Extracted data:
↓↓↓

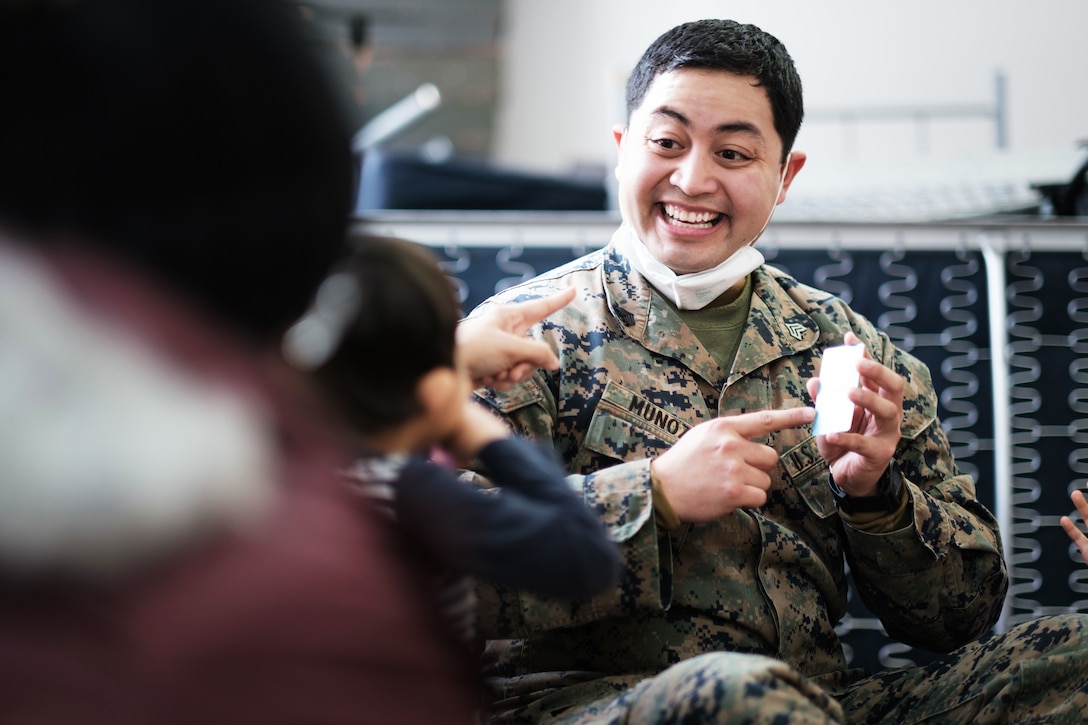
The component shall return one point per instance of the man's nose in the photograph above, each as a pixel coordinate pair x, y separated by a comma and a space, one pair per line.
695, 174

↑↑↑
↓↓↓

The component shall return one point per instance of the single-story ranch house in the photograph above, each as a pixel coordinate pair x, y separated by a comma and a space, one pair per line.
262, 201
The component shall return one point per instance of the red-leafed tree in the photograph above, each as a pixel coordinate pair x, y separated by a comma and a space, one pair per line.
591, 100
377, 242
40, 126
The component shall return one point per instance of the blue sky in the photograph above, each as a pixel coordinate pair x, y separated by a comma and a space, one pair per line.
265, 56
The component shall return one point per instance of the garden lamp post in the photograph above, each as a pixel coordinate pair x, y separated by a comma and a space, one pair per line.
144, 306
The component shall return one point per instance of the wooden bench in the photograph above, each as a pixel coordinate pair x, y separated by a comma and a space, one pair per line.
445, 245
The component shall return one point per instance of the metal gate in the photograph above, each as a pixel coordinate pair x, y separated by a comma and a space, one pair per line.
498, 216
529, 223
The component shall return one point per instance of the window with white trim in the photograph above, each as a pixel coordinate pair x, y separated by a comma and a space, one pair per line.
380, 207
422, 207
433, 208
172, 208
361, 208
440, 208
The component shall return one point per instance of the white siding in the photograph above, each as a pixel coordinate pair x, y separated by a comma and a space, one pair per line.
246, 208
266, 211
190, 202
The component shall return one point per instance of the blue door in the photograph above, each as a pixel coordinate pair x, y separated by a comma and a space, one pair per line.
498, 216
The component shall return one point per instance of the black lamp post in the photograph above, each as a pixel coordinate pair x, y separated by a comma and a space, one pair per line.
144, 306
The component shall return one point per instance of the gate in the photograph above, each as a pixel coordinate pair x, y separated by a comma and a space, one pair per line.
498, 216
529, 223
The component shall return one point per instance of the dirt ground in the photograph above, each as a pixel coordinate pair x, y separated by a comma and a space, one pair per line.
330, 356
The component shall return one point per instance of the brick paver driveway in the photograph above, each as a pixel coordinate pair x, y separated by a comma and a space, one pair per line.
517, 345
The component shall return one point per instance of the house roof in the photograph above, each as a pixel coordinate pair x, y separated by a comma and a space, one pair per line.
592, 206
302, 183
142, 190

↑↑↑
↓↓↓

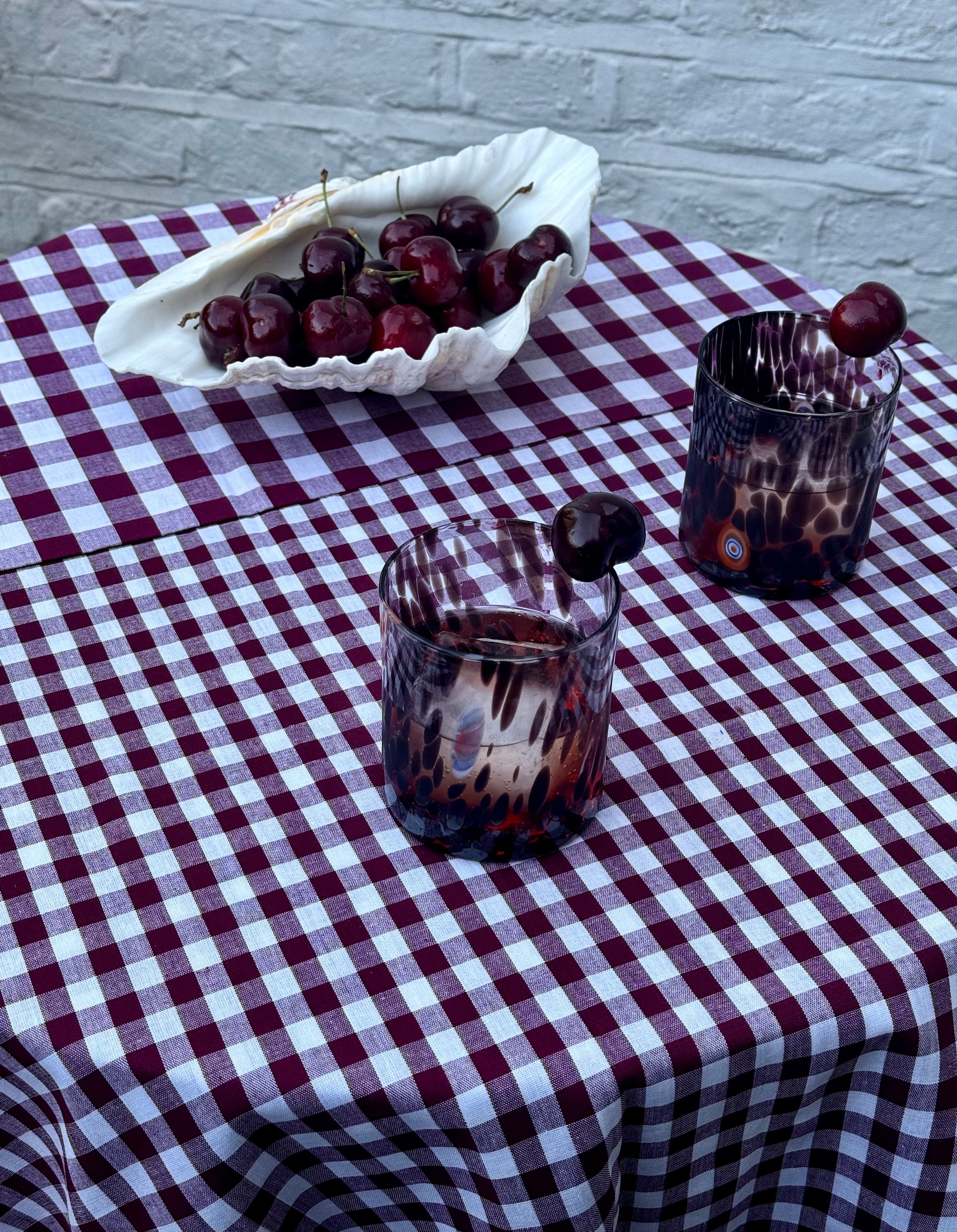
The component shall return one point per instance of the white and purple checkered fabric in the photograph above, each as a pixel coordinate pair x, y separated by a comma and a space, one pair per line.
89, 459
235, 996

↑↑↑

Task objective:
Pull out each line in the listing above that contains the string "gate", treating uppercase and lowercase as different.

Result of the task:
The component shall return one point per instance of the metal gate in the photograph above, each as a pixel coordinate pair x, y separated by a comma and a space, one pair per line.
The component shall return one point per instance of the gate in the photograph above, each as a pixel coordinate pair x, y separated by a comma and a space, one pair per line.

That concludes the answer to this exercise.